»»

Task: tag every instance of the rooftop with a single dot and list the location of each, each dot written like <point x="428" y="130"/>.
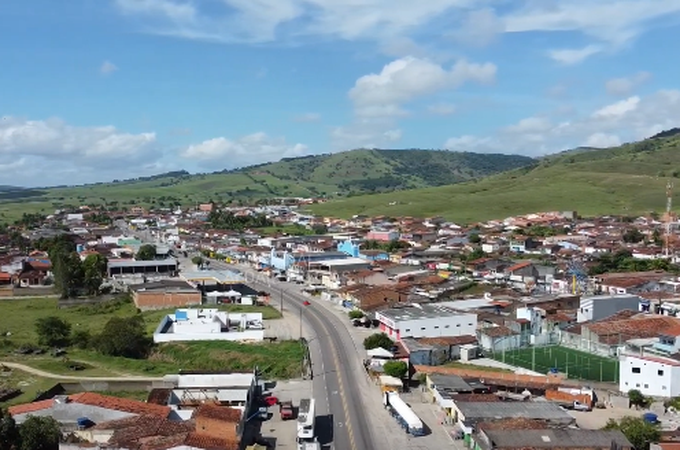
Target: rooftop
<point x="541" y="411"/>
<point x="562" y="438"/>
<point x="424" y="311"/>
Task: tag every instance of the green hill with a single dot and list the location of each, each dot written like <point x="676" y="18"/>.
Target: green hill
<point x="629" y="179"/>
<point x="339" y="174"/>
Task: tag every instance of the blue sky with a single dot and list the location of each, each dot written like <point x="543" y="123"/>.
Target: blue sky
<point x="92" y="90"/>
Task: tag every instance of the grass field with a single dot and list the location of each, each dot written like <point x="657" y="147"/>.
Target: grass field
<point x="318" y="175"/>
<point x="277" y="360"/>
<point x="573" y="363"/>
<point x="625" y="180"/>
<point x="30" y="386"/>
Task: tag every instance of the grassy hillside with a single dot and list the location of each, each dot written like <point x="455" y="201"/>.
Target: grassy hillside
<point x="629" y="179"/>
<point x="353" y="172"/>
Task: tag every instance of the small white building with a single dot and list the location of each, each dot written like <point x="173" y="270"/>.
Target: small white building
<point x="209" y="325"/>
<point x="654" y="376"/>
<point x="600" y="306"/>
<point x="428" y="320"/>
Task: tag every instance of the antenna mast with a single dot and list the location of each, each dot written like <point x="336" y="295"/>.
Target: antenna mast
<point x="669" y="204"/>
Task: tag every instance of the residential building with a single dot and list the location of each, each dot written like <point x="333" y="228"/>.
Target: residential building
<point x="382" y="235"/>
<point x="654" y="376"/>
<point x="165" y="294"/>
<point x="595" y="308"/>
<point x="209" y="325"/>
<point x="426" y="321"/>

««

» **Given task**
Reproduce all of the records above, replacing "antenna mast" with "radio mast" wherever it occurs and leaving every other word and point unchanged. Omit the pictures from your answer.

» **Result of this task**
Task: tag every instance of the rooftop with a single dot and list the location of each, each dot written like <point x="428" y="130"/>.
Target: rooftop
<point x="541" y="411"/>
<point x="562" y="438"/>
<point x="424" y="311"/>
Task: tag every instance of the green hill with a single dot and list the location of each, each dot written like <point x="676" y="18"/>.
Target: green hill
<point x="629" y="179"/>
<point x="339" y="174"/>
Task: tag every instance of the blue sky with a single dot and list the location of each, each dot written like <point x="543" y="123"/>.
Target: blue sky
<point x="92" y="90"/>
Task: tag every instance of the grass field with a single dot and list the location of each, each dot written like <point x="657" y="147"/>.
Target: grass field
<point x="318" y="175"/>
<point x="277" y="360"/>
<point x="573" y="363"/>
<point x="625" y="180"/>
<point x="30" y="386"/>
Task: tag every instance of the grassy hillside with a single dot and list the location of each, each dot written like <point x="455" y="201"/>.
Target: grassy hillside
<point x="629" y="179"/>
<point x="353" y="172"/>
Task: tag every instance of the small white building with a single dot and list the location of each, each dot written like <point x="173" y="270"/>.
Target: small white building
<point x="209" y="325"/>
<point x="654" y="376"/>
<point x="600" y="306"/>
<point x="428" y="320"/>
Task: tag every instance of the radio mast with a single dot and list the location of each, each dot written like <point x="336" y="295"/>.
Target: radio mast
<point x="669" y="204"/>
Task: tag every instance of the residential building with a single dot and list the location of each, each dot written like <point x="333" y="228"/>.
Target: residential building
<point x="382" y="235"/>
<point x="654" y="376"/>
<point x="165" y="294"/>
<point x="595" y="308"/>
<point x="209" y="325"/>
<point x="426" y="321"/>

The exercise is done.